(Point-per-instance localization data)

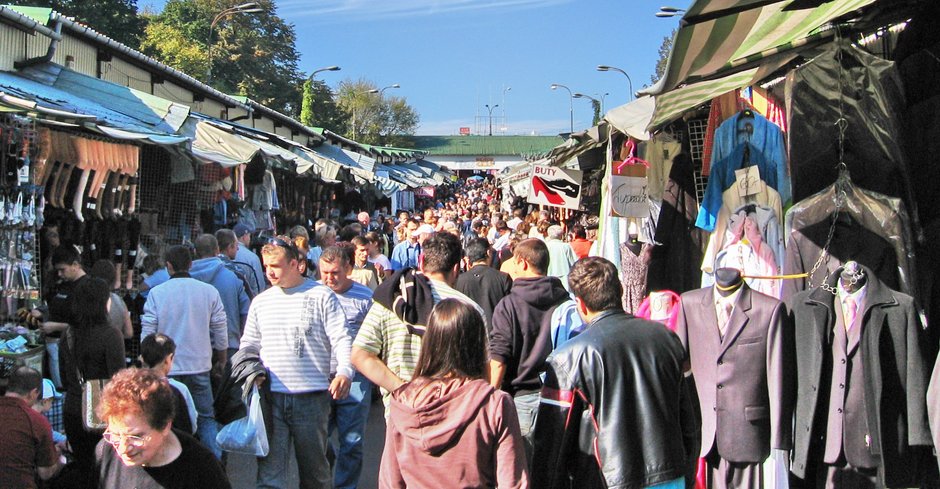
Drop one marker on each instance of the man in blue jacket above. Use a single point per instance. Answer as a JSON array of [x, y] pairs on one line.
[[208, 267]]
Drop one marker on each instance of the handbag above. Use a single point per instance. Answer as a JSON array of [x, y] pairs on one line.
[[246, 435], [91, 394]]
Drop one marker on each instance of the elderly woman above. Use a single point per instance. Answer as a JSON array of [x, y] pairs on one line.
[[141, 448]]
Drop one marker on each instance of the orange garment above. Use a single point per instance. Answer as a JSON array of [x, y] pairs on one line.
[[581, 247]]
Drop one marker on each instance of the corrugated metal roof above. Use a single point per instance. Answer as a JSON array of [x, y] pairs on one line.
[[116, 107], [485, 145]]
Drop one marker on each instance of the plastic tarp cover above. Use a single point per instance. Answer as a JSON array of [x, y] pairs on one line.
[[633, 118], [867, 91]]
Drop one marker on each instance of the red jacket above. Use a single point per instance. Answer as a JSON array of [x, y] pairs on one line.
[[455, 433]]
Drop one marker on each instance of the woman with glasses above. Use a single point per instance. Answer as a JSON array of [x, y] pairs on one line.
[[89, 349], [141, 449], [448, 427]]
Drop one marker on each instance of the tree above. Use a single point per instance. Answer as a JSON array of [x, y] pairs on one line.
[[374, 119], [116, 19], [319, 108], [664, 49], [253, 55]]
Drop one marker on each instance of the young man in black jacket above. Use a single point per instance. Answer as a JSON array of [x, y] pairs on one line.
[[520, 339]]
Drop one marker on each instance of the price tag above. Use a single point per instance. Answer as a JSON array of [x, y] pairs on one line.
[[749, 182]]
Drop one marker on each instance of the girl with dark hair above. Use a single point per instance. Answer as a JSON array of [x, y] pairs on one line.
[[90, 349], [448, 427]]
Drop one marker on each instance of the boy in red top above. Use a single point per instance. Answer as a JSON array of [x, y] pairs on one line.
[[27, 449]]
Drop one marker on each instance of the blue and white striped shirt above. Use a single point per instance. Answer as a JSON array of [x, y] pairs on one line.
[[297, 331]]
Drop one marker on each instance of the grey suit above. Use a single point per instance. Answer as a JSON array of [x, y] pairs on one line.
[[893, 384], [741, 379]]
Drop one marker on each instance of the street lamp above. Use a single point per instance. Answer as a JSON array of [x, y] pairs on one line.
[[611, 68], [669, 11], [556, 86], [382, 91], [328, 68], [490, 109], [245, 8]]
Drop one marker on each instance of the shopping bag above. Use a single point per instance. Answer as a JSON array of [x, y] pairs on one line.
[[246, 435]]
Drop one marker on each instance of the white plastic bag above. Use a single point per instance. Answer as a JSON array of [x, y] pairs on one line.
[[246, 435]]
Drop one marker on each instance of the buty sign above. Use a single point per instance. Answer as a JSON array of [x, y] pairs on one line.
[[555, 186]]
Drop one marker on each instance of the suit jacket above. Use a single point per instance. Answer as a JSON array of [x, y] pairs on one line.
[[486, 286], [851, 241], [741, 379], [892, 350]]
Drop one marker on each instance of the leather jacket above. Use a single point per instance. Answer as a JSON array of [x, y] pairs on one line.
[[614, 411]]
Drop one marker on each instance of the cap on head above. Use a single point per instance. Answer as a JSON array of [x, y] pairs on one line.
[[48, 390], [241, 230]]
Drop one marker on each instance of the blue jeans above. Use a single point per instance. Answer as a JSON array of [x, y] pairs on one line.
[[349, 416], [301, 420], [200, 386], [527, 407]]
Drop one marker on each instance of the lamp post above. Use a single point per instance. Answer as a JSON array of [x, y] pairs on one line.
[[490, 109], [669, 11], [503, 101], [624, 73], [556, 86], [245, 8], [382, 91], [321, 70]]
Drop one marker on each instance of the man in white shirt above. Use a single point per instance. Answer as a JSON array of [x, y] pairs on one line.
[[297, 326], [191, 312]]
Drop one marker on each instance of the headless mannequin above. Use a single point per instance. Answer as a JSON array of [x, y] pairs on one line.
[[727, 281], [633, 244], [852, 277]]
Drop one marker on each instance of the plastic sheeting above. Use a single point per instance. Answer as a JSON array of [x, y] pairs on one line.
[[871, 100]]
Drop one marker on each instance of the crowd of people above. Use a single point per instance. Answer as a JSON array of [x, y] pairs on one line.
[[482, 328]]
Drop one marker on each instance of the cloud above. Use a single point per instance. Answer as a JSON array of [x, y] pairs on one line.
[[333, 11], [533, 127]]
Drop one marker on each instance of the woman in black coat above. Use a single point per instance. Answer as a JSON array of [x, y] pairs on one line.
[[92, 349]]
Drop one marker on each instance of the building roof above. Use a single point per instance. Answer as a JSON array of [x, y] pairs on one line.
[[485, 145]]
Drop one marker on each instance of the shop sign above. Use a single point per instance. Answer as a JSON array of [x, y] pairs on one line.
[[556, 187], [628, 189]]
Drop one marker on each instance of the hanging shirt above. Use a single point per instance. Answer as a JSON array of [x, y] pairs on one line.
[[765, 136], [723, 177]]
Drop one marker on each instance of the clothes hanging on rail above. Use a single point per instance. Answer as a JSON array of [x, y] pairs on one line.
[[765, 137], [861, 408], [677, 256]]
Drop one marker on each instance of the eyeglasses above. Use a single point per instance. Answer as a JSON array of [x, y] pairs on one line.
[[129, 440]]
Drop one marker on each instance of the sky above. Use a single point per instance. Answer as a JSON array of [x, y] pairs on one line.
[[454, 57]]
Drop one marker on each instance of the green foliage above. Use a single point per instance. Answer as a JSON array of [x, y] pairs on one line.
[[253, 55], [374, 119], [664, 49], [320, 109], [116, 19]]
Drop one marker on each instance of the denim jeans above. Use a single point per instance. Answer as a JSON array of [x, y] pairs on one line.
[[349, 416], [300, 420], [527, 407], [200, 386]]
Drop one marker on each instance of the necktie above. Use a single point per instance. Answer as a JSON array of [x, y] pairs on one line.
[[724, 315], [851, 312]]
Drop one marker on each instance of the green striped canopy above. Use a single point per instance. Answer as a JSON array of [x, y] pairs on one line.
[[741, 37]]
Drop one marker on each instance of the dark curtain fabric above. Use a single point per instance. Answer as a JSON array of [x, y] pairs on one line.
[[872, 102], [677, 258]]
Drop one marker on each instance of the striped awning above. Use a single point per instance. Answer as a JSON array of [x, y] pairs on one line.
[[671, 105], [720, 37]]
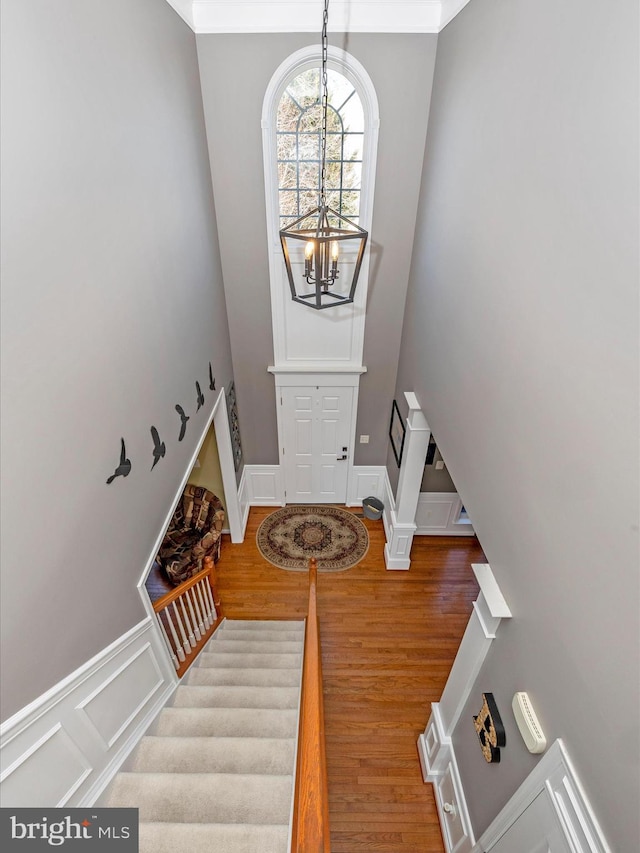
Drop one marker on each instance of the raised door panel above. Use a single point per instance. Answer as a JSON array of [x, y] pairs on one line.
[[316, 428]]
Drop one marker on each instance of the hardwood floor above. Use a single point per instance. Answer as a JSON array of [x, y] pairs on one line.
[[388, 643]]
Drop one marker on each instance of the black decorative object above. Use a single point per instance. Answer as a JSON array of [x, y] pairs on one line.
[[183, 421], [159, 448], [234, 426], [397, 431], [200, 397], [489, 728], [124, 468], [322, 230]]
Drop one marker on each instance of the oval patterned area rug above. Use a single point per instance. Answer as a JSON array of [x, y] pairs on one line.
[[290, 536]]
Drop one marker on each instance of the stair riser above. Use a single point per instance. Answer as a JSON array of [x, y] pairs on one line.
[[199, 696], [222, 722], [214, 755], [209, 677], [244, 661], [205, 798]]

Problem statement
Copy each entry exactly as written. Images should not appear in the copy.

Answer section
Drop one marker on each instance of the man in blue jacket above. Use a single point per instance. Answer as a JSON array of [x, y] pairs on one line.
[[208, 267]]
Drop one marker on each instance of the handbag above. Use a single point per instance. Answer as a JSON array of [x, y] pairs on one line.
[[246, 435], [91, 394]]
Drop one marker on each instance of the elderly woman above. Use a single point per instance. Answer as a JSON array of [x, y] pairs on one line.
[[141, 448]]
Drop one marker on each instance of the orange garment above. Use a single point per instance. Answer as a JSON array of [x, y] pairs on one line.
[[581, 247]]
Drop one marker on each instance of the corrugated metal roof above. Use a single point per instance. Answer as a JSON array of [x, y] pairs on one line.
[[116, 107], [485, 145]]
Drop one marker on each instance of the plastic tarp cover above. Use a single point per instance. Answer as a JSON array of [x, y] pairs on one line.
[[633, 118], [867, 91]]
Drop one marker on each instance of the red jacket above. Use a single point per instance. Answer as a JSON array of [x, y] pairs on one line.
[[455, 433]]
Drop one marker on each instance of the woman with glasses above. Use a single point per instance. Answer as a JSON array of [x, y] pairs on one line.
[[89, 349], [141, 449], [448, 427]]
Drop one marker on each instance of the tree above. Use a single point per instance. Answer as a JSON array of [x, y] pairs on one line.
[[374, 119], [116, 19], [319, 108], [664, 49], [253, 55]]
Drop one marker on each instance of the young man in black jacket above. Use a single point per instance. Answer as a JSON array of [x, y] pairs on one line.
[[520, 339]]
Drop one marker on each instance of the price tag above. Use a single point per instance. Answer as a JSON array of [x, y] pairs on one line.
[[749, 182]]
Drop one marker on each instance of the girl with dark hair above. Use a single point per instance. Answer as a JSON array of [x, y] pairs on one line.
[[90, 349], [448, 427]]
Drop one marker on each instance of the boy in red top above. Use a single point per instance. Answer as a JSON array of [x, y] pairs on one line.
[[27, 449]]
Drop one marker on each instance of the blue and white striped shirt above. Use a single point per instance. Answer as a JSON array of [x, y] pairs on one line.
[[297, 331]]
Drop one marker on each instance of the grey suit above. Use a single point per instance. Answer as a JSON array of [x, y] pairs on one line.
[[893, 384], [741, 379]]
Drop one marker on each instance of the street lamp above. Use a single point per instance. Answer as a JSON array of [x, y] pairs on one line.
[[611, 68], [669, 11], [556, 86], [382, 91], [328, 68], [490, 109], [245, 8]]
Drop one marker on each instance of the shopping bag above. Use a single point per instance. Answer as a JSON array of [x, y] pairs on one line.
[[246, 435]]
Drop one marker on each instance of the white plastic bag above. Use a single point per instance. Answer as a JSON array of [x, y] pairs on one line.
[[246, 435]]
Drop one marker on each instance of the buty sign above. Use a single point per instance. Answer as a JSON array of [x, y] pairs on one line.
[[555, 186]]
Drop one marker on each instance of the suit jacket above. Use a single point per instance. Answer as a JSON array of [x, y] pairs on one line.
[[486, 286], [851, 241], [741, 379], [892, 350]]
Drop one marker on each instance of the leather jacket above. Use a single point per instance. Answer as a JSON array of [x, y] pairs on one line.
[[614, 411]]
Drop one marker on each instance of the cap on head above. Use a single point per instance. Answer as a JSON array of [x, y] pairs on one line.
[[48, 390], [241, 230]]
Drop one marker on each instance of the blue jeans above. Use a single point per instance. Answer as a JSON array of [x, y] pairs on one line.
[[349, 416], [301, 420], [200, 386], [527, 407]]
Drop one marker on each instance of the lamp post above. Use a single point per instance. Answer as a JSON array of [x, y] pairs on one line.
[[490, 109], [669, 11], [503, 101], [624, 73], [556, 86], [245, 8], [382, 91], [321, 70]]
Drop one marker on each instance of the man in white shirt above. Use a single point per instance. Answer as a JSON array of [x, y] pairs on one line.
[[297, 326], [191, 312]]
Drop one marker on each instance of the headless mannequin above. Use a single point per instance. Answer as a JSON array of [x, y] pairs on one line.
[[727, 281], [633, 244], [852, 277]]
Drop one marker on each instance of the plastic sheeting above. Use a single point per instance. Answer as a JSON array of [x, y] pairs on one line.
[[871, 100]]
Drop one marker on each instance of the crowd of people above. Use a single point per instance. Answer as a JSON array of [x, y] pairs on one line.
[[482, 328]]
Drop one marker on each instance of the cloud above. Use a single point per instance. Answer as a JSON array of [x, y] pairs on one line.
[[333, 11], [533, 127]]
Drop one marker on each instance of the woman in black coat above. Use a single point per instance. Answer as a JSON array of [x, y] pairs on one line.
[[92, 349]]
Drop one marker on each instance of the building roof above. Use a single point per instance. Answer as a JSON array of [x, y] pairs on one line.
[[485, 145]]
Drop one marker on each instance of the shop sign above. Use a single point per instance. Answer as a JSON array of [x, y] pairs on one line.
[[556, 187], [628, 189]]
Drop one marker on each instance of the hanging shirt above. Use a single point per instance. Answer as a JSON array of [x, y] pairs on one line.
[[765, 136], [723, 177]]
Drop one marker on each instance of the clothes hanging on rail above. Use a single point per instance. Answer as a JSON array of [x, y] pairs on one line.
[[765, 137], [861, 408], [677, 256]]
Drop one marker on each instance of the eyeglasses above. Use a single point per instance. Answer as a JSON array of [x, y] pairs on one line.
[[129, 440]]
Drop one marker on each instance of the sky above. Use a single point per instance. Answer as a JSON array of [x, y] pairs on one line.
[[454, 57]]
Drop one marker on each instance of the green foliage above. Use a single point per instance. Answer as a JSON array of [x, y] pairs on one line.
[[253, 55], [374, 119], [664, 49], [320, 109], [116, 19]]
Drop one marker on each instance of the denim jeans above. Use a single point per instance. Answer as a JSON array of [x, y] pairs on one line.
[[349, 416], [300, 420], [527, 407], [200, 386]]
Drop one marker on each instance of the necktie above. Use a single point per instance. Answer as a JSON array of [x, y] pairs on one line.
[[724, 315], [851, 312]]
Drop one marker on each instance of the green striped canopy above. Use a single point per instance. Answer as a JSON array of [x, y] pairs on one line.
[[741, 37]]
Drop one marker on each instance of the dark curtain fabric above. Use a single point per instance. Answer as a JSON array of [x, y] pairs on one line.
[[872, 102], [677, 258]]
Drop one marker on each instance of the striped awning above. Use a single point per instance. Answer as a JSON array of [x, y] pairs on one line.
[[671, 105], [720, 37]]
Drop one marker on each instance of the raised door panel above. Use a single point per instance. Answer as a JSON array of [x, y] pairs on one line.
[[316, 428]]
Drop one marker on each instance of the hardwood floor above. Use a single point per instance. Answer as a JSON array of [x, y] pairs on one line.
[[388, 643]]
Drop one marker on each instance of the black decorative object above. Use a single point per instance. Answer as a JSON array of [x, y] pairs on one line.
[[183, 421], [159, 448], [234, 426], [397, 431], [200, 397], [489, 728], [124, 468], [322, 230]]
Drop one marker on each instance of the oval patterned area rug above. Use a single point per instance. Answer as a JSON array of [x, y] pairs on one line.
[[290, 536]]
Drop one marker on each instance of the stair riser above. Use a single point per instance. Answer as a JSON array of [x, y] pairs on one line.
[[199, 696], [222, 722], [214, 755], [209, 677], [244, 661], [205, 798]]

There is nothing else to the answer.